The task:
Locate each line in the items below that contains the string "german", treating case as significant, and copy every such line.

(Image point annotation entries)

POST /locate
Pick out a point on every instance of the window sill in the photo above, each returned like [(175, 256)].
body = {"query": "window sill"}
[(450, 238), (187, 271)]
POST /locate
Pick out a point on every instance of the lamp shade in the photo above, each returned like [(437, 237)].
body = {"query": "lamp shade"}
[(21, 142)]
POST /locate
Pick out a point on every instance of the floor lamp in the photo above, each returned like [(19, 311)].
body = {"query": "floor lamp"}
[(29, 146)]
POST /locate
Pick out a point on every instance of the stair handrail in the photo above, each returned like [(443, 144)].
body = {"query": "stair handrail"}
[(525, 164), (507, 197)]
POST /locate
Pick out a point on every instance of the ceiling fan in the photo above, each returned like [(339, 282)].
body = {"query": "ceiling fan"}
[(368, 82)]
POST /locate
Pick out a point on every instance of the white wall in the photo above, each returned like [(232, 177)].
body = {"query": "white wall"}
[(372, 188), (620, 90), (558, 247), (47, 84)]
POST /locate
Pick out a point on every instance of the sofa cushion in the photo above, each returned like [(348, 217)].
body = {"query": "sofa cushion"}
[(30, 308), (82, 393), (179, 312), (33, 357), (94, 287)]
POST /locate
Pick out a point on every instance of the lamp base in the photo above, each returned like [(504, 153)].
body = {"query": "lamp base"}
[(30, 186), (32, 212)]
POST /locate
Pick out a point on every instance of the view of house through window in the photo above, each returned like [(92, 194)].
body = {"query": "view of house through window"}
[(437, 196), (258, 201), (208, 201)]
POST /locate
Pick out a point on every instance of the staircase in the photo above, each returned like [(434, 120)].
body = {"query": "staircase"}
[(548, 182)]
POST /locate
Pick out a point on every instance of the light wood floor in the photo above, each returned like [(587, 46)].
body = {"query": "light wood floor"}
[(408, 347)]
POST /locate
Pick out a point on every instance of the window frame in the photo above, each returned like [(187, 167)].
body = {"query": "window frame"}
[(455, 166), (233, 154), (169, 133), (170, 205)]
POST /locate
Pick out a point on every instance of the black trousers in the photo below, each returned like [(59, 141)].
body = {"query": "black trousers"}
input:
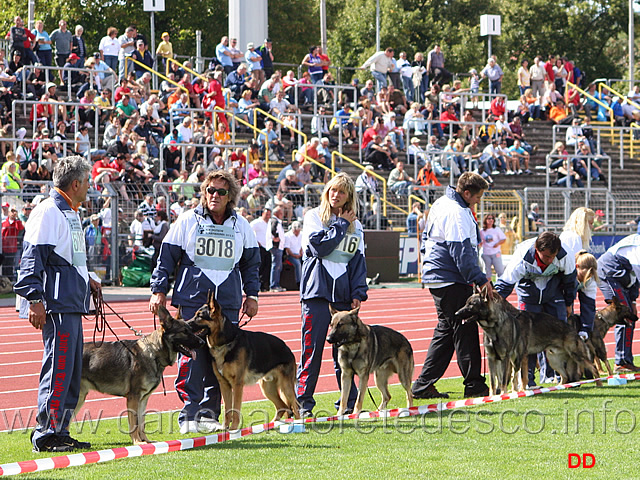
[(449, 336)]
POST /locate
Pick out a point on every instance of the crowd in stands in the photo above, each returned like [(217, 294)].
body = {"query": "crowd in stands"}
[(174, 135)]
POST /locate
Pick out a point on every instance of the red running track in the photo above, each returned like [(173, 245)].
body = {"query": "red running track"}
[(408, 310)]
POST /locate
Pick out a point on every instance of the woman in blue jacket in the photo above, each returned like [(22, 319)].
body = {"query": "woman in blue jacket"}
[(333, 272)]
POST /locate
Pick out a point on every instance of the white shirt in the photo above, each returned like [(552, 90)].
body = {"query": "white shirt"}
[(109, 46), (293, 242), (259, 227)]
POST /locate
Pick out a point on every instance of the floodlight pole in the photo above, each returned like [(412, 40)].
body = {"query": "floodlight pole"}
[(631, 45)]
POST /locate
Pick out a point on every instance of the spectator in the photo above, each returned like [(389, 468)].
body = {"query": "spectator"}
[(492, 237), (399, 181), (127, 46), (109, 48), (293, 249), (254, 60), (494, 73), (12, 229), (43, 42), (266, 52), (78, 46), (435, 67), (260, 227), (275, 246), (380, 65)]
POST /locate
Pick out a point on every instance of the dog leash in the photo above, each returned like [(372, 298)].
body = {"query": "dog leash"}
[(100, 321)]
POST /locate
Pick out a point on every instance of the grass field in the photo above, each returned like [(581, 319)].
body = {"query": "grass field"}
[(524, 438)]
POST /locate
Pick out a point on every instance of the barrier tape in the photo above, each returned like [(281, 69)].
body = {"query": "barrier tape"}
[(158, 448)]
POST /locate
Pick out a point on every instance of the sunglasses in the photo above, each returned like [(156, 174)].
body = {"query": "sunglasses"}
[(220, 191)]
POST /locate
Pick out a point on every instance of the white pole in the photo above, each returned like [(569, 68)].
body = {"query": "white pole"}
[(631, 45), (377, 25)]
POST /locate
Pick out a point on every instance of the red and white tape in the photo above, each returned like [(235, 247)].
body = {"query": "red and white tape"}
[(158, 448)]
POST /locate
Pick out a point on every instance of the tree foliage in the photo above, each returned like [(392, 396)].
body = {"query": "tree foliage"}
[(590, 32)]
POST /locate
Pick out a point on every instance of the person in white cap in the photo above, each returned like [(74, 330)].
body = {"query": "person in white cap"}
[(254, 60)]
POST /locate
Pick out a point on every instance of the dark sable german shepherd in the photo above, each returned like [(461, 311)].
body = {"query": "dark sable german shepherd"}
[(363, 349), (615, 313), (133, 368), (241, 357), (512, 334)]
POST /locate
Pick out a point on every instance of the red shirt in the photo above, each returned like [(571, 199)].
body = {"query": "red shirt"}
[(102, 163), (549, 69), (10, 231), (120, 92)]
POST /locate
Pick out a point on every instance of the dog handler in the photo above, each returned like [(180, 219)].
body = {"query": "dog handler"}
[(544, 276), (216, 251), (618, 269), (450, 267), (333, 272), (54, 279)]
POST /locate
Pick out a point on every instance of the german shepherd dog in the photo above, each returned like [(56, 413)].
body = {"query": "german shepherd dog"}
[(241, 357), (363, 349), (512, 334), (615, 313), (133, 368)]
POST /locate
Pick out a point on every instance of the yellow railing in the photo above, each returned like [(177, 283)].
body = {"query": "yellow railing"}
[(604, 86), (278, 121), (379, 177), (256, 130), (315, 162), (632, 141), (181, 65), (150, 70)]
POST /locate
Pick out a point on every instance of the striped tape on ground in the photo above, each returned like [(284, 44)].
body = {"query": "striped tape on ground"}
[(158, 448)]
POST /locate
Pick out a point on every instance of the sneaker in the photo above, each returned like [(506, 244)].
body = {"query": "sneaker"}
[(54, 443), (430, 392), (484, 392)]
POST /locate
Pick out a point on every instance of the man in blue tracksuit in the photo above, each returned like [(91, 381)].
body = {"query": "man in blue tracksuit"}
[(545, 280), (450, 268), (216, 251), (618, 269), (54, 279), (334, 272)]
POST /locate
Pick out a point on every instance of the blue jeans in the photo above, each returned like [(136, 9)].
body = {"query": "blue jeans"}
[(276, 267), (381, 78)]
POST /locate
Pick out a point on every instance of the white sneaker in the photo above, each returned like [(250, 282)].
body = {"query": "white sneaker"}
[(189, 427)]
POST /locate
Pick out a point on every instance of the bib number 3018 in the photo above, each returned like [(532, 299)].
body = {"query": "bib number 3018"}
[(214, 247)]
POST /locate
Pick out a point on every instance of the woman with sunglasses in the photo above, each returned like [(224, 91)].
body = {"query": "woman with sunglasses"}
[(333, 272), (216, 251)]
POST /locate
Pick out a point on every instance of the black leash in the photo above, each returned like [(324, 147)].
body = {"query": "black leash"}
[(101, 324)]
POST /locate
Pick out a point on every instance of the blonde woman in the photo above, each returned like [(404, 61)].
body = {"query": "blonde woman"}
[(334, 273), (576, 233)]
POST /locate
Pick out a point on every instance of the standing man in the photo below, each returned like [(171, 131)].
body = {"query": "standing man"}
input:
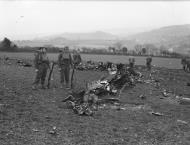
[(183, 62), (131, 62), (76, 58), (148, 62), (65, 62), (41, 63)]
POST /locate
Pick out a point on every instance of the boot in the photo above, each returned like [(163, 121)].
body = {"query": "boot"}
[(34, 87), (43, 86)]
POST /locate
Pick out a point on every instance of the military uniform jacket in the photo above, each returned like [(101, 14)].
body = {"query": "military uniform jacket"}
[(77, 58)]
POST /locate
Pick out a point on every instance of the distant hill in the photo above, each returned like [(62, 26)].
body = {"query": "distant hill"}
[(94, 38), (98, 35), (176, 37)]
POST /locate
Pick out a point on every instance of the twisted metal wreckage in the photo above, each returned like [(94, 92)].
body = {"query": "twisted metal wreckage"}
[(105, 90)]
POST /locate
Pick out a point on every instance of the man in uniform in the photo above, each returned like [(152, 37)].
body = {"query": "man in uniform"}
[(65, 62), (148, 62), (131, 62), (183, 62), (76, 58), (41, 63)]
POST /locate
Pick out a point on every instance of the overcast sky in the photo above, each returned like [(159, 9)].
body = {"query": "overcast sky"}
[(30, 19)]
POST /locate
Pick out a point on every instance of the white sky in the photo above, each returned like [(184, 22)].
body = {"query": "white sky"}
[(30, 19)]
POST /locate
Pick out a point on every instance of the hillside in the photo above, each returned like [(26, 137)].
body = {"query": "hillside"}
[(97, 38), (176, 37)]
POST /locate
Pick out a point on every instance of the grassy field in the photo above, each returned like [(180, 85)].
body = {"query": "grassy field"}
[(171, 63), (27, 116)]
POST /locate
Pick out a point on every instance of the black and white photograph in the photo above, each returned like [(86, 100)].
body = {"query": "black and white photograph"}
[(94, 72)]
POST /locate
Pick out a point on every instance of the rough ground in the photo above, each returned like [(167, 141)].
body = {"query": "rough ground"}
[(27, 117)]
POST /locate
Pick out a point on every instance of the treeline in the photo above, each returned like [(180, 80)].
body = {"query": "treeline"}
[(116, 49)]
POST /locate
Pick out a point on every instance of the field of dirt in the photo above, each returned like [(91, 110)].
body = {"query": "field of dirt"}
[(171, 63), (39, 117)]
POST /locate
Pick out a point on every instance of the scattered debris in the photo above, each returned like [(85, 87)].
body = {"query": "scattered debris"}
[(53, 131), (85, 102), (182, 121), (156, 113), (35, 130), (142, 96), (184, 101)]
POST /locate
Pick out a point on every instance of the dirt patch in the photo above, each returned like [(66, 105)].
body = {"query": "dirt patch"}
[(28, 116)]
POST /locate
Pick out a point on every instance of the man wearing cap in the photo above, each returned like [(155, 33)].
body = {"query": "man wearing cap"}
[(131, 62), (65, 62), (76, 58), (148, 62), (41, 63)]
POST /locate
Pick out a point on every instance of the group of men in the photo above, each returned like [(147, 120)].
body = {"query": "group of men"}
[(65, 63)]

Solution to this problem:
Pick out a point on every instance of the dark sable german shepherd in the photo above, each returned like [(461, 311)].
body = {"query": "dark sable german shepherd"}
Pick out a point on every instance of the german shepherd dog in the photo above, each returned like [(56, 413)].
body = {"query": "german shepherd dog"}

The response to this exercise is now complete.